━━━ Data extract ━━━
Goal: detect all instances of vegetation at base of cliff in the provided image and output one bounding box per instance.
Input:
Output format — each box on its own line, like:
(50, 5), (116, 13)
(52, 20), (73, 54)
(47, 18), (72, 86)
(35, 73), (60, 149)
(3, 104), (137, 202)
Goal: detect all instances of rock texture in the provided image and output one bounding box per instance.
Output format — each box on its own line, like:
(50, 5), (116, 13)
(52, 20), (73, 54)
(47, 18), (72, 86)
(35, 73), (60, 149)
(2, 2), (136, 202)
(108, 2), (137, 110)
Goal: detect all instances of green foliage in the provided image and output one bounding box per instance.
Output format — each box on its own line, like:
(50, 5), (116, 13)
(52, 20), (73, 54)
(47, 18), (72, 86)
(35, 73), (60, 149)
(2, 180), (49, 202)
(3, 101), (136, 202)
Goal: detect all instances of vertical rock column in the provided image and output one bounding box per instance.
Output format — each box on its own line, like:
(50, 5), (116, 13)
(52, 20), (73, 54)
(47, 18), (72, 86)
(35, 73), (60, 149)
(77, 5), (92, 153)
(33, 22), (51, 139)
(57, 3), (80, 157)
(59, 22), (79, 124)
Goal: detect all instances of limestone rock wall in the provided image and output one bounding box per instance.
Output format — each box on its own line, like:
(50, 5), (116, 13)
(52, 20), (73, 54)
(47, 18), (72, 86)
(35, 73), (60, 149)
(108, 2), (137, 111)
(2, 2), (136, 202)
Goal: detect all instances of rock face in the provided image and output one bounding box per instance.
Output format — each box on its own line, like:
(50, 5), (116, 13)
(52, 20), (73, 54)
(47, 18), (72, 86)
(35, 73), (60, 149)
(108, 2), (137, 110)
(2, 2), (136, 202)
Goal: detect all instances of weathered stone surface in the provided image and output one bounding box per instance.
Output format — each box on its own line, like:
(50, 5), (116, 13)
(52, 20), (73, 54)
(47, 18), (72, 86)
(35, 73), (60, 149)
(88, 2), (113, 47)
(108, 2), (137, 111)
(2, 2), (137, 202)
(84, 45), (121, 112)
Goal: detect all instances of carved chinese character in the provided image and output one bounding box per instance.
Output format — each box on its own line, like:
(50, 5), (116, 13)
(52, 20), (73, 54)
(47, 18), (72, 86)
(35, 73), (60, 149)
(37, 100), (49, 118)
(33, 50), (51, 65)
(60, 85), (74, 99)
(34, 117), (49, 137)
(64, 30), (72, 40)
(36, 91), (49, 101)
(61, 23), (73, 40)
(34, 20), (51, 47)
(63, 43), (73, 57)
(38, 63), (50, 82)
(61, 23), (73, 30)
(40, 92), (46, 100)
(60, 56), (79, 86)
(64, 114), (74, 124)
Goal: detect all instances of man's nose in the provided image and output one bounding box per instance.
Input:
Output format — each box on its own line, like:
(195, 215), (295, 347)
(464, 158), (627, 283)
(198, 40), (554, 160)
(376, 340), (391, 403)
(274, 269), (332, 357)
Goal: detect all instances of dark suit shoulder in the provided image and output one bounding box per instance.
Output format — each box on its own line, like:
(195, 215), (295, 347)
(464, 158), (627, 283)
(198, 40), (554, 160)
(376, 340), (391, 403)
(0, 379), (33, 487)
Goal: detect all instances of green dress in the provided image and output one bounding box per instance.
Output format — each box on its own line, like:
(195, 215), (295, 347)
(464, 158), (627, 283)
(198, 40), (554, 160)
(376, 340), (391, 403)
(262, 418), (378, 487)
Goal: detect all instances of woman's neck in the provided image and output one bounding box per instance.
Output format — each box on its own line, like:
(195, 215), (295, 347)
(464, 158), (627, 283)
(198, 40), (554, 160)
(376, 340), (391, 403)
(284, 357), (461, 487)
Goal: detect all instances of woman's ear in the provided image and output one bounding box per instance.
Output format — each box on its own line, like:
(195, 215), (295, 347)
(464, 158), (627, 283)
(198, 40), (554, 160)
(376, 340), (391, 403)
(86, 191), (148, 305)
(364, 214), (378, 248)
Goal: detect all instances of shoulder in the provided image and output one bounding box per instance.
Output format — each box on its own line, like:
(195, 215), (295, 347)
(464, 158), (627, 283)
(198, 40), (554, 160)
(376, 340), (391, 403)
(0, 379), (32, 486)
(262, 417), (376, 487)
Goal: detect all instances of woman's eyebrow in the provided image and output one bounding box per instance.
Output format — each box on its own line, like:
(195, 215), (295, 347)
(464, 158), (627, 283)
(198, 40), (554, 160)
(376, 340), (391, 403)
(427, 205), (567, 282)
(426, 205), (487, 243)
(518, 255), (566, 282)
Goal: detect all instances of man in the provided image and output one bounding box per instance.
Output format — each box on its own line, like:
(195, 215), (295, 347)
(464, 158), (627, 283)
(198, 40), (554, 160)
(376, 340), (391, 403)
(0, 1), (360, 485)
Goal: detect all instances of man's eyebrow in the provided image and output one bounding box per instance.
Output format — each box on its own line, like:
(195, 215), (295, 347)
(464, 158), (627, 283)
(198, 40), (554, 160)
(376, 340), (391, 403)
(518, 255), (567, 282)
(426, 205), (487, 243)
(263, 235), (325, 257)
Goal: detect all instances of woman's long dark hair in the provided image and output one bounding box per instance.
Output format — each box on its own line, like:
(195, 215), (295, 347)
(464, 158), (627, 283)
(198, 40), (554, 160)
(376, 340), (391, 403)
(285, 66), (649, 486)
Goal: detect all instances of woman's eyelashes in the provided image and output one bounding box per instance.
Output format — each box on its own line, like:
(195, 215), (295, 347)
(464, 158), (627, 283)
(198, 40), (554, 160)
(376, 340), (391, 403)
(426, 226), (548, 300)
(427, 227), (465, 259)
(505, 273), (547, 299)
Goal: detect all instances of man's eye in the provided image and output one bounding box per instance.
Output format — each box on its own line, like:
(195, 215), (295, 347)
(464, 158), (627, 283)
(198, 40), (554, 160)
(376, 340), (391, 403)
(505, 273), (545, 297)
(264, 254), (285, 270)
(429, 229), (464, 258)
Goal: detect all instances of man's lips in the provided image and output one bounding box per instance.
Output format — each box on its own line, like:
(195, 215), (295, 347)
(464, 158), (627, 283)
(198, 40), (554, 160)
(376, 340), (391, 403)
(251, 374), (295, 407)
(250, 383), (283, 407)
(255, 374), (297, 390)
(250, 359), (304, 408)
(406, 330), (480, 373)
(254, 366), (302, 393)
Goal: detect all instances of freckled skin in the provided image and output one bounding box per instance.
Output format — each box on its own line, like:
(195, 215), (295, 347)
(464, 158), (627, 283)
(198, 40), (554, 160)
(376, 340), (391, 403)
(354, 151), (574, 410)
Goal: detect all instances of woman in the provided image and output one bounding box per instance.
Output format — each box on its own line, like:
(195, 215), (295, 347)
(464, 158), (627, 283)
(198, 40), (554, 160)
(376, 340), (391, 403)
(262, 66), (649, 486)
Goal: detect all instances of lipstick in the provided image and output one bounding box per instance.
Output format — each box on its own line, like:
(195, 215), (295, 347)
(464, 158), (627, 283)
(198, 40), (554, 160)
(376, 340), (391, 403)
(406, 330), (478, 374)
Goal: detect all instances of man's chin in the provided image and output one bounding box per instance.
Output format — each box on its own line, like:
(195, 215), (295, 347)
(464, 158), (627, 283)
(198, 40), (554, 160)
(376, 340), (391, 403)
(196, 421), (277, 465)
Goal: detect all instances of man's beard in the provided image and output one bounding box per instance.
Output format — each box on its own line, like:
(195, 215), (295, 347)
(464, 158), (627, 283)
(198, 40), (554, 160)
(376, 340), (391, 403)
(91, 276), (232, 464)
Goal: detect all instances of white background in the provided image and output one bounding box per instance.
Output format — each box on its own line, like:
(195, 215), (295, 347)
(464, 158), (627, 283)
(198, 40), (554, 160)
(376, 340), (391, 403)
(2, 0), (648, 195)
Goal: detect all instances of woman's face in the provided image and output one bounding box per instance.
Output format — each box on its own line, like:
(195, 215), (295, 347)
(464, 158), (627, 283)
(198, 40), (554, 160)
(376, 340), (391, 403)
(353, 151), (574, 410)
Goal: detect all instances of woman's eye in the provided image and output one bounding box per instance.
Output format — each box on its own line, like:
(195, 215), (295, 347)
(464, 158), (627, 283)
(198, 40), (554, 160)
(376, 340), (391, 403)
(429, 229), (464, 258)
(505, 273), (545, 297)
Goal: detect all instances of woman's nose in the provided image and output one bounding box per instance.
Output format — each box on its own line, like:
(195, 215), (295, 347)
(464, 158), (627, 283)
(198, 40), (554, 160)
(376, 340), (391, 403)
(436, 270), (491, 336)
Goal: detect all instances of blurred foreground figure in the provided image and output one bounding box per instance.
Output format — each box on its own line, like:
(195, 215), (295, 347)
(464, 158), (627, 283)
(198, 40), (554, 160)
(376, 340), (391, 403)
━━━
▶ [Try it]: Copy each line of the entries in which the string "eyebrow" is found.

▶ [Response area]:
Goal: detect all instances of woman's eyebrow in the provided image and output one bounding box per instance.
Goal: detect all instances of man's eyebrow in the provided image and output one bounding box per instance.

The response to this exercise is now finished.